▶ [Selection]
Unfortunately there no such ranking available. However you can use the advance member search and look at members in a particular range of ratings and then sort them.
For other interesting stats — you can checkout the Algorithm Record Book: https://www.topcoder.com/tc?module=Static&d1=statistics&d2=recordbook_home
Gentle Reminder: Round begins in 4 hours :)
If problems are hard to come by -- maybe incentivize the problem writing a little bit more. If the budgets are a problem, then maybe introduce a tipping system where after the contest people may tip the writer for a good problem. A lot of us might want to reward good writers to keep the good problems keep coming.
I think it's more on the platform limitation that discourages people to write problems for TC.
Topcoder pays maybe best among all the platforms. But their software is bad :|
I was the setter for div1. 450 and 900
Consider a bipartite graph. Left side has one fake vertex and n vertices one for each shirt. Similarly, for right side. Connect source to a mid vertex with capacity k and cost 0. For each $$$i$$$, connect mid to shirt $$$i$$$ on left with capacity $$$1$$$ and cost -shirtValue[i]. Connect mid to fake shirt vertex with capacity infinity, cost 0. Repeat symmetrically on the right side. For each deal (i, j) connect shirt_i to jeans_j with capacity 1, cost 0. Connect shirt_i to fake jeans with capacity 1, cost 0. Connect fake shirt to jeans_j with capacity 1, cost 0. Finally, connect fake jeans and fake shirt with capacity infinity, cost 0.
Return negative of min cost max flow. Why does this work?

▶ [Dataset]
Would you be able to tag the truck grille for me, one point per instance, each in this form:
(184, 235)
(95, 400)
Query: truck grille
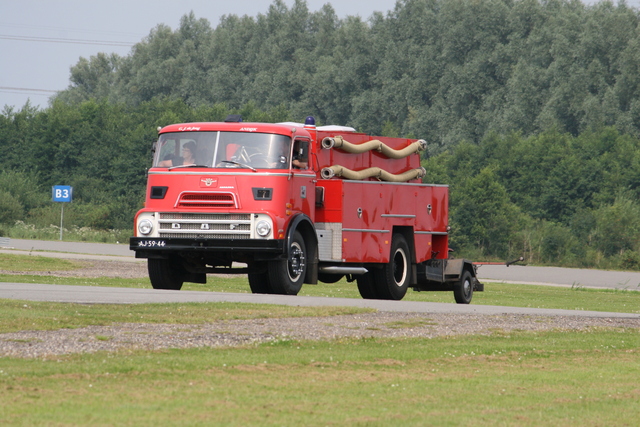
(207, 226)
(206, 200)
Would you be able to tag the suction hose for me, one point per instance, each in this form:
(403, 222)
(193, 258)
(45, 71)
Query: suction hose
(339, 142)
(376, 172)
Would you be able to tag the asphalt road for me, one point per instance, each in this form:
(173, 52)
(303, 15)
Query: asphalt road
(89, 294)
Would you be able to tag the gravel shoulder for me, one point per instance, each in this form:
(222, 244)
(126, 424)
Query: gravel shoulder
(143, 336)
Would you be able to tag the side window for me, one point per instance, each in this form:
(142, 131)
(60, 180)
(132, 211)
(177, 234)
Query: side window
(300, 154)
(167, 150)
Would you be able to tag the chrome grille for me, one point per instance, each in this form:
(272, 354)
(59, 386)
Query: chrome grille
(207, 226)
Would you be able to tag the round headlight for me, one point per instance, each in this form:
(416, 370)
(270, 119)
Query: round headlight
(263, 228)
(145, 226)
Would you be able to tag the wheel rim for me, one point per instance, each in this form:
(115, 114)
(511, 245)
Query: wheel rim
(296, 262)
(399, 268)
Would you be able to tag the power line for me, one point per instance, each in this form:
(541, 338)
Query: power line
(28, 91)
(68, 41)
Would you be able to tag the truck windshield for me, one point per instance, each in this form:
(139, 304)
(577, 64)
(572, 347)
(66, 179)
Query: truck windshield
(223, 150)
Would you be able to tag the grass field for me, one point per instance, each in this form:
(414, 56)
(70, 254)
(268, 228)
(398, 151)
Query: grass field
(589, 378)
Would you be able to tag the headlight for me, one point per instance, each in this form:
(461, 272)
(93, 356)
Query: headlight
(263, 228)
(145, 227)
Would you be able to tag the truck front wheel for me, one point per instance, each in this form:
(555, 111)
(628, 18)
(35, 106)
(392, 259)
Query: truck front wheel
(394, 279)
(166, 273)
(259, 282)
(286, 276)
(463, 288)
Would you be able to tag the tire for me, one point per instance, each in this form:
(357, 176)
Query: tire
(287, 275)
(367, 286)
(463, 288)
(395, 276)
(166, 273)
(259, 283)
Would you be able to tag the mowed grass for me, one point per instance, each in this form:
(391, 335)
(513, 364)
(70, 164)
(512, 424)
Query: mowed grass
(526, 379)
(585, 378)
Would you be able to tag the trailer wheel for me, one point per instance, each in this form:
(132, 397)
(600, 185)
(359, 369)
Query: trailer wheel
(463, 288)
(166, 273)
(286, 276)
(367, 286)
(394, 280)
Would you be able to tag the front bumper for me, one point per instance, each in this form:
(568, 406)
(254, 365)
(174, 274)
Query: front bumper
(153, 247)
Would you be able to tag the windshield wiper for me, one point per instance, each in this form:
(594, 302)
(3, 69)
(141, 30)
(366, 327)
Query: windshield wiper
(188, 166)
(242, 165)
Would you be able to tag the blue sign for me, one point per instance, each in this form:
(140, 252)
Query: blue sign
(62, 193)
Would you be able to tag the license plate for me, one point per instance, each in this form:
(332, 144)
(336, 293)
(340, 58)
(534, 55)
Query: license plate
(151, 243)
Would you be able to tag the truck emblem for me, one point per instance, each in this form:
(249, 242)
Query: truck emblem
(209, 181)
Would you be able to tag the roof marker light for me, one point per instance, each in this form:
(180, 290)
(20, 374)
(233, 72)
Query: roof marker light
(310, 121)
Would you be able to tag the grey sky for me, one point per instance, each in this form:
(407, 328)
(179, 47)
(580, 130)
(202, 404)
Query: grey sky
(36, 61)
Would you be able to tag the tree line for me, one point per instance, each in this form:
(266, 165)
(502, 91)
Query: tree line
(444, 70)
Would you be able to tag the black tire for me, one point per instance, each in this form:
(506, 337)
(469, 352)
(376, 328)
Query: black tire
(463, 288)
(166, 273)
(367, 286)
(395, 276)
(259, 283)
(287, 275)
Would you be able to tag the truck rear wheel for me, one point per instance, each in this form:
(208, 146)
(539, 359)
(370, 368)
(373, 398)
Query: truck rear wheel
(394, 279)
(166, 273)
(463, 288)
(286, 276)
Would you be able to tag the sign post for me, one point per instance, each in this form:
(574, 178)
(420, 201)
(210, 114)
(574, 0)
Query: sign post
(64, 194)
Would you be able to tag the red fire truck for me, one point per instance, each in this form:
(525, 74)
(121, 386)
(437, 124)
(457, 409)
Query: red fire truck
(292, 203)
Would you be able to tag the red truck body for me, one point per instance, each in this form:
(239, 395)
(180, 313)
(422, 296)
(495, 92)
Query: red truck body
(291, 203)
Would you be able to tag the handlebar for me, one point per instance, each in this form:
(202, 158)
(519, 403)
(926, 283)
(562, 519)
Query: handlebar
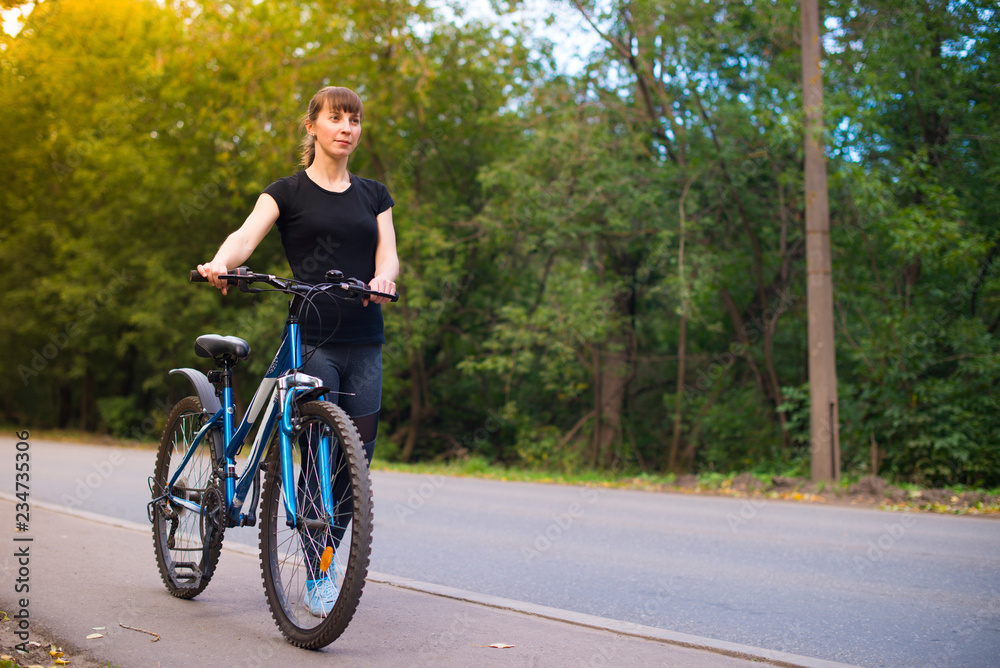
(353, 287)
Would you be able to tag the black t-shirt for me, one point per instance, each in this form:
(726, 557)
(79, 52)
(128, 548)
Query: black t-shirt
(322, 230)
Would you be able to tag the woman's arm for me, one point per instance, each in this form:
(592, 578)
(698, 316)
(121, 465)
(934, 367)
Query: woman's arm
(238, 246)
(386, 260)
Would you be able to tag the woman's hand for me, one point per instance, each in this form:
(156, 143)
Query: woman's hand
(381, 284)
(211, 271)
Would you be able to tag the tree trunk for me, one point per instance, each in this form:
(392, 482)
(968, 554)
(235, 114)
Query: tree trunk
(416, 408)
(823, 414)
(612, 380)
(682, 343)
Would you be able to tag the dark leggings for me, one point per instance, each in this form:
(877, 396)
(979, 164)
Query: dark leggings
(354, 375)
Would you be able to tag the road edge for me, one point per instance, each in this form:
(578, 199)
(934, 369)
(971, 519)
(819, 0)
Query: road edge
(651, 633)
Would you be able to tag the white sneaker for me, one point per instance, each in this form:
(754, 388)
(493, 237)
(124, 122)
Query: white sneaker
(320, 596)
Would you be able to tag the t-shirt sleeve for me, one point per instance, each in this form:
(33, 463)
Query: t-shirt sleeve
(279, 191)
(384, 199)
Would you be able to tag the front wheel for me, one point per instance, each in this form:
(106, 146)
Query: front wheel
(314, 567)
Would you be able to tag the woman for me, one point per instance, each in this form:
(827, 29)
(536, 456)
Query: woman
(329, 218)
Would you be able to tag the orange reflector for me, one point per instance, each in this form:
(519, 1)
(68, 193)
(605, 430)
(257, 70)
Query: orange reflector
(326, 560)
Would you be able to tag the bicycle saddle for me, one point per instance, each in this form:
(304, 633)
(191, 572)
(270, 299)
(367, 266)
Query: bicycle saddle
(213, 345)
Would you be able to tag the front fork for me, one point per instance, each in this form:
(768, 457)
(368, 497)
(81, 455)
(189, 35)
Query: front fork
(291, 386)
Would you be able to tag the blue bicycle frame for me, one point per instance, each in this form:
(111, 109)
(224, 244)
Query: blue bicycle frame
(280, 390)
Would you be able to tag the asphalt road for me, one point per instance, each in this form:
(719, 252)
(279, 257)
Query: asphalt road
(845, 584)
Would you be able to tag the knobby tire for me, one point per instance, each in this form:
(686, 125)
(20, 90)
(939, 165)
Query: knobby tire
(289, 557)
(177, 531)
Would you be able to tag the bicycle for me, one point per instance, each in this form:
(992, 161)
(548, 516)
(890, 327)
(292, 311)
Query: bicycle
(316, 513)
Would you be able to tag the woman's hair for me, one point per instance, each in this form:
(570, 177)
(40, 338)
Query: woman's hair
(335, 98)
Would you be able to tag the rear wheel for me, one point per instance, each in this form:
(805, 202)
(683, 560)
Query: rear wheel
(320, 550)
(179, 532)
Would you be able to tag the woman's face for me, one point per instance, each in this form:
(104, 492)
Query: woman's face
(337, 132)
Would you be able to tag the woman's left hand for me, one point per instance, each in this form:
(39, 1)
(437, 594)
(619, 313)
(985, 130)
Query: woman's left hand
(381, 284)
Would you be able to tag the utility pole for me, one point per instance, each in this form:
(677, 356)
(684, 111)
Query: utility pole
(824, 437)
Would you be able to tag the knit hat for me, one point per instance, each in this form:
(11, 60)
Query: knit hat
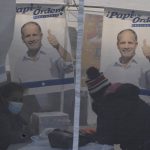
(97, 80)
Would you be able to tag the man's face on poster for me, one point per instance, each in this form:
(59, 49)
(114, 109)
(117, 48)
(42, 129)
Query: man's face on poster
(32, 37)
(127, 44)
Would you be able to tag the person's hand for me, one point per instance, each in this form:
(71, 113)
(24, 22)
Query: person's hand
(52, 40)
(146, 49)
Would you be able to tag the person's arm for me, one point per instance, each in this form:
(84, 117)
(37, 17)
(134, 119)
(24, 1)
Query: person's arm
(62, 52)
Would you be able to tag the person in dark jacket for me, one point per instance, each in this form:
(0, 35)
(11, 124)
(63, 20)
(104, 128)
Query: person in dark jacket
(122, 117)
(13, 128)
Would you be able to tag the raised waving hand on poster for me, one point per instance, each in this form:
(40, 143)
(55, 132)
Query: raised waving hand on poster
(146, 49)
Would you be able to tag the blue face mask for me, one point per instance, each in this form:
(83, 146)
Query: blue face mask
(15, 107)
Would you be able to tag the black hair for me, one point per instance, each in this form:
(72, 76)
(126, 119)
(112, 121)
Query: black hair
(130, 30)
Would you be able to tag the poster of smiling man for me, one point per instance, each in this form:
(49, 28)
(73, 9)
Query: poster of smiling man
(125, 54)
(40, 54)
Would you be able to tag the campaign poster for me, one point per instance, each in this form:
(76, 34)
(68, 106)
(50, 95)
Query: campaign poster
(91, 50)
(126, 47)
(40, 54)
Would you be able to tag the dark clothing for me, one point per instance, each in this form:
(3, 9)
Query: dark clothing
(122, 117)
(13, 129)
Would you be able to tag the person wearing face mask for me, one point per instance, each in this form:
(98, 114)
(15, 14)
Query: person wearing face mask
(13, 128)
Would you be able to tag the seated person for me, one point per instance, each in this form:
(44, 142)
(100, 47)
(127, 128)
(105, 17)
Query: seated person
(122, 117)
(13, 129)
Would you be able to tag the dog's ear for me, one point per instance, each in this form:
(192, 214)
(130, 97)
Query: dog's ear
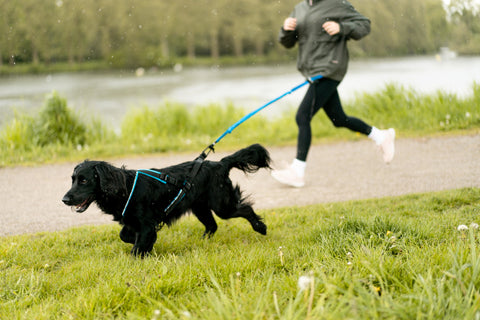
(112, 180)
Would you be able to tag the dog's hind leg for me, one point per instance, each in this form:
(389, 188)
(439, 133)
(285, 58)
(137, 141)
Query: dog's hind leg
(204, 214)
(242, 209)
(128, 235)
(245, 210)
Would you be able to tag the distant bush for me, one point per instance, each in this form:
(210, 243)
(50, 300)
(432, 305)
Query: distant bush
(57, 123)
(57, 132)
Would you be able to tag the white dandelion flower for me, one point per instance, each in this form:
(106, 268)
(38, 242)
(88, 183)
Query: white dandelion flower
(304, 282)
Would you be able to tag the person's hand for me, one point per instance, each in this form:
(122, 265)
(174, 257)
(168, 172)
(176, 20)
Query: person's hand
(289, 24)
(331, 27)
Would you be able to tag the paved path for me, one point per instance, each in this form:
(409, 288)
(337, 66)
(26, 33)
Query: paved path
(30, 197)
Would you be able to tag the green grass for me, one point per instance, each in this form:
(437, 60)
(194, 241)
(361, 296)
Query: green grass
(57, 133)
(390, 258)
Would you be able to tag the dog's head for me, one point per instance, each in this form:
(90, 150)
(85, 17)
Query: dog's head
(91, 180)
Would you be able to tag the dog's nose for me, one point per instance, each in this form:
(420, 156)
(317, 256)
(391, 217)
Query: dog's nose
(66, 199)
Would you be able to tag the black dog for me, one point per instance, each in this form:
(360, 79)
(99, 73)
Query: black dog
(210, 189)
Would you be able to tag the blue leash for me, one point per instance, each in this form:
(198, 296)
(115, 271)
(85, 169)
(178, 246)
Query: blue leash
(251, 114)
(203, 155)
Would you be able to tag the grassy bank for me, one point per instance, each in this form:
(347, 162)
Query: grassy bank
(391, 258)
(57, 133)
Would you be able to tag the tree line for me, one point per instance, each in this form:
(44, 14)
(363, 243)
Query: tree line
(134, 33)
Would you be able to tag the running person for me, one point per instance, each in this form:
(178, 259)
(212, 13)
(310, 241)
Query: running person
(322, 28)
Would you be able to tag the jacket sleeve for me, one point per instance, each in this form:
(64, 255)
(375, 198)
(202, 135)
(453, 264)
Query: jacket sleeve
(288, 38)
(355, 25)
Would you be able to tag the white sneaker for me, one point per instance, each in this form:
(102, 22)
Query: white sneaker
(289, 177)
(388, 145)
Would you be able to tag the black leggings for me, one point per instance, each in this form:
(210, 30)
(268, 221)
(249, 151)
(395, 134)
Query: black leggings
(323, 93)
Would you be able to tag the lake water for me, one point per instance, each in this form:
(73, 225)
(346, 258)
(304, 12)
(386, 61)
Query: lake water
(110, 95)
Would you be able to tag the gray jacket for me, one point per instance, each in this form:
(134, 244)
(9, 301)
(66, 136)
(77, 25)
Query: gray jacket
(318, 52)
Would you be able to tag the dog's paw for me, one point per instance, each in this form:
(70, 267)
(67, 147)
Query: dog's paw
(260, 227)
(138, 252)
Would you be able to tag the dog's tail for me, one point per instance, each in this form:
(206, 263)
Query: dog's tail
(249, 159)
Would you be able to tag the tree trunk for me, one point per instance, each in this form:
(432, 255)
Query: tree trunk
(214, 46)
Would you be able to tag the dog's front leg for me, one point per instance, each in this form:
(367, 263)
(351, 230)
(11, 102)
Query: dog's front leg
(145, 239)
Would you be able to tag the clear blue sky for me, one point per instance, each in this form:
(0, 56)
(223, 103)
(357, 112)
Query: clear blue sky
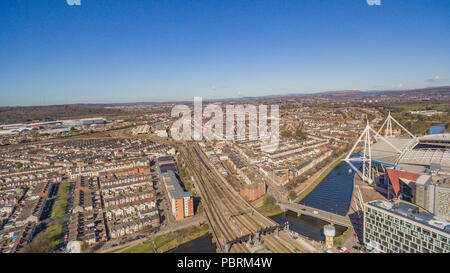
(128, 50)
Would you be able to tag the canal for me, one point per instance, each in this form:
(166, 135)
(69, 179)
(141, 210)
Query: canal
(332, 194)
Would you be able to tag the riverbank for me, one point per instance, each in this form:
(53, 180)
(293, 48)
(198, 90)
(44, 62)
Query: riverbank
(309, 185)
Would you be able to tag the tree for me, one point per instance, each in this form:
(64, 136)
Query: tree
(292, 195)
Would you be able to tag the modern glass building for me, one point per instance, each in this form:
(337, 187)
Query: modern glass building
(400, 227)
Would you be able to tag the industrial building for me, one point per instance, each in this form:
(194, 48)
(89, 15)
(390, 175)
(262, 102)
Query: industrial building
(182, 202)
(253, 191)
(400, 227)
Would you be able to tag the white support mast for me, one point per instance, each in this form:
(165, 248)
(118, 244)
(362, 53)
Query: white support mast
(388, 123)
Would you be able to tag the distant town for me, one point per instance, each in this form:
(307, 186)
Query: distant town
(121, 183)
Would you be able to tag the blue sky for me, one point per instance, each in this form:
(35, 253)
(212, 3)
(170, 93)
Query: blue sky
(107, 51)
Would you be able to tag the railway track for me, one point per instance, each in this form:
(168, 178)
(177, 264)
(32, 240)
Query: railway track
(229, 214)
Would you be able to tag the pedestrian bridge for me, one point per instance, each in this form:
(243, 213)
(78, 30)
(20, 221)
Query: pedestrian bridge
(321, 214)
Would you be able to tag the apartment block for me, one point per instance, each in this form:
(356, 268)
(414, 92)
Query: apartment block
(400, 227)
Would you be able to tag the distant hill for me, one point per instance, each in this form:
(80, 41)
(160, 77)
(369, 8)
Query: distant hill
(22, 114)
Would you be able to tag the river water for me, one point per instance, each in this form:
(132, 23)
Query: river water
(332, 194)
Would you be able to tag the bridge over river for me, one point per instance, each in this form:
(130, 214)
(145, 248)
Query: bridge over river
(318, 213)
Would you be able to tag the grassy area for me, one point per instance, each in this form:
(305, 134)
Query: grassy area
(161, 239)
(268, 209)
(183, 236)
(140, 248)
(339, 239)
(64, 188)
(59, 209)
(54, 233)
(116, 250)
(167, 241)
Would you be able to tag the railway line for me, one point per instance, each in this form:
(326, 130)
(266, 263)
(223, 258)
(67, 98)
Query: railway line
(229, 215)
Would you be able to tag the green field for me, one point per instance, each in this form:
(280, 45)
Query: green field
(140, 248)
(64, 188)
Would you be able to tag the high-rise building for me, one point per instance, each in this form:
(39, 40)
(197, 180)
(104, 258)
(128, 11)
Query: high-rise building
(433, 194)
(400, 227)
(182, 202)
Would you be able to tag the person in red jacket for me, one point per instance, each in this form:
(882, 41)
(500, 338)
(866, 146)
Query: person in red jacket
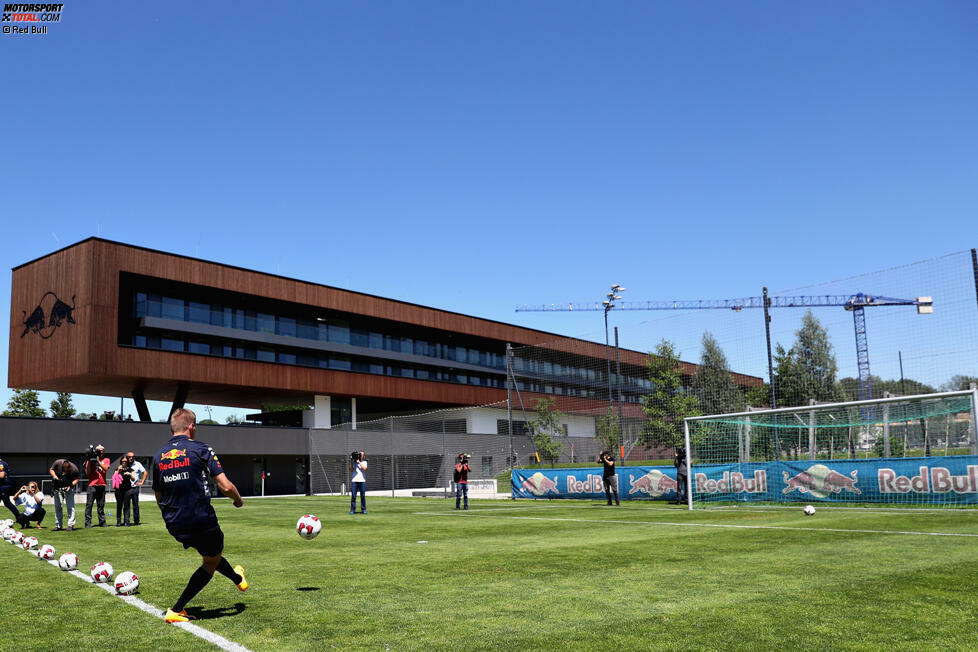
(461, 477)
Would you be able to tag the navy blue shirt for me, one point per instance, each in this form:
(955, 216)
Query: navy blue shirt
(180, 471)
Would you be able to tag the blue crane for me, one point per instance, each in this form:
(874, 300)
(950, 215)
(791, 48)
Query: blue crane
(856, 303)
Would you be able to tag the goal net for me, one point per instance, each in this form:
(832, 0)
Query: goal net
(912, 450)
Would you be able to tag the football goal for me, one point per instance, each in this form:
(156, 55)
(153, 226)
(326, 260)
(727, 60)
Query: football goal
(912, 450)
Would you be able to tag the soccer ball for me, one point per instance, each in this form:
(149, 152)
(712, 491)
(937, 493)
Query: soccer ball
(126, 583)
(102, 571)
(308, 526)
(68, 561)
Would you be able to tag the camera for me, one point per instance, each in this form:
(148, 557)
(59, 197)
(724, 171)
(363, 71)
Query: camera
(91, 453)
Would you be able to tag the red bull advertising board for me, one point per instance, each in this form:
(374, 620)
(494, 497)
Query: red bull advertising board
(634, 483)
(920, 480)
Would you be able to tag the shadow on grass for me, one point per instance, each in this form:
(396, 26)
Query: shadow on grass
(220, 612)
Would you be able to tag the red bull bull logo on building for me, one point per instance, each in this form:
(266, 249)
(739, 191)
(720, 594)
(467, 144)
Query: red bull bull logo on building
(820, 481)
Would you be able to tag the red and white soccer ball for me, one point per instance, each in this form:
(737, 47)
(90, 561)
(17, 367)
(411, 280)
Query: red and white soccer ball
(126, 583)
(68, 561)
(102, 571)
(309, 527)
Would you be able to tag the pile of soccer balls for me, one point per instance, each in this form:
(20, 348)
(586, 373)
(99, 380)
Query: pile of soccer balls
(126, 583)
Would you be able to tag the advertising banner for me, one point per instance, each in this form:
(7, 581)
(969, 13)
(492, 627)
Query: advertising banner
(937, 480)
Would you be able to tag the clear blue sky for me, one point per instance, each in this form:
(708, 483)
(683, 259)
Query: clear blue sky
(473, 156)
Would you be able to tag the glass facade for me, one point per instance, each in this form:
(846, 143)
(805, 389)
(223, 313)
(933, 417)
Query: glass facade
(532, 375)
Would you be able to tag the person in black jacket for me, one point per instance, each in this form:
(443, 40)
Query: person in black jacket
(461, 477)
(609, 478)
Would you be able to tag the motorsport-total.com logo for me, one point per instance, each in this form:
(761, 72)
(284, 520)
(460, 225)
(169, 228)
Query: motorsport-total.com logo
(19, 18)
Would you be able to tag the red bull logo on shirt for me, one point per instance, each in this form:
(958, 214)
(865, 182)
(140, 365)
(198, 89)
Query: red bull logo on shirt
(173, 455)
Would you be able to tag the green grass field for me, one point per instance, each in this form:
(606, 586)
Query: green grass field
(414, 574)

▶ [Exercise tasks]
a: In the Topcoder forum thread, which Division 1 problems did the setter write?
b: In the Topcoder forum thread's graph construction, list every connection that is explicitly given a capacity of 1.
c: Extend the Topcoder forum thread past its final line.
The material comes from a different source than the Topcoder forum thread.

▶ [Answers]
a: The 450 and the 900.

b:
- Mid to shirt i (cost -shirtValue[i])
- shirt_i to jeans_j for each deal (i, j) (cost 0)
- shirt_i to fake jeans (cost 0)
- Fake shirt to jeans_j (cost 0)

c:
If for some deal both the shirt and jeans haven't been purchased already, route a unit flow from source -> mid -> shirt_i -> jeans_j -> sink. If the jeans has been purchased before but the shirt hasn't, route a path from source -> mid -> shirt_i -> fake jeans -> sink. If the shirt has been purchased before but the jeans hasn't, route a path from source -> mid -> fake shirt -> jeans_j -> sink. If both have been purchased before, route a path from source -> mid -> fake_shirt -> fake_jeans -> sink.
Note that we can actually get a faster solution by replacing negative edges (-x by MAX — x).
Sort A. Process in reverse. Maintain the probability that for all $$$j \geq i$$$, $$$a_j \leq A_i$$$. Lets call this probability $$$P_i$$$. Given this event, all $$$j \geq i$$$ are equivalent. Let $$$k = n - i$$$. There are two cases now:
All $$$j \geq i$$$ have $$$a_j \lt A_{i-1}$$$. In this case we go to the next step.
There are some $$$r \geq 1$$$ indices $$$j$$$ which have $$$a_j$$$ in range $$$[A_{i-1}, A_i]$$$. Here, the expected value should be $$$A_i - \frac{d}{r + 1}$$$. Let $$$d = A_i - A_{i-1}$$$, and $$$p = d / A_i$$$. We should add $$$P_i$$$ times $$$\displaystyle \sum_{r >= 1} \binom{k}{r} p^r (1-p)^{k-r} \left (A_{i} - \dfrac{d}{r+1} \right) = A_i - A_{i-1}(1-p) ^ k - \frac{d(1 - (1-p)^{k+1})}{p(k + 1)}$$$.
This can be proved using $$$\displaystyle \sum \binom{n}{i} \frac{q^{i + 1}}{i + 1} = \displaystyle \int_{0}^{q} (1 + x) ^ n dx = \dfrac{(1 + q) ^ {n + 1} - 1}{n + 1} $$$.
Note that the term to be added can be added without precision loss.
I asked the real value to avoid the solution which gets a formula from the integral formed for the expectation value, $$$ A_n - \displaystyle \sum_{i=0}^{n - 1} \dfrac{A_{i+1}^{n-i+1} - A_i^{n-i+1}}{S_{i+1} (n - i + 1)} $$$, where $$$S_i = \displaystyle \prod_{j>=i} A_j $$$. ( but it turns out even this solution can pass using careful computation.)
The 900 explanation is a bit too short for me... Can you elaborate on the part in which a sum turns into an integral?
I noticed this was necessary during the contest but didn't know how to do this, so at least to me it is not obvious. Reading the code makes it much clearer: if you have the probability $$$p_i$$$ that $$$j \geq i, a_j \le A_i$$$, to get $$$p_{i-1}$$$ you have to remove the cases in which $$$j \geq i, A_{i-1} \le a_j \le A_i$$$, so $$$p_{i-1} = p_i \left(1 - \left(\frac{A_i - A_{i+1}}{p}\right)^{n-i+1} \right)$$$.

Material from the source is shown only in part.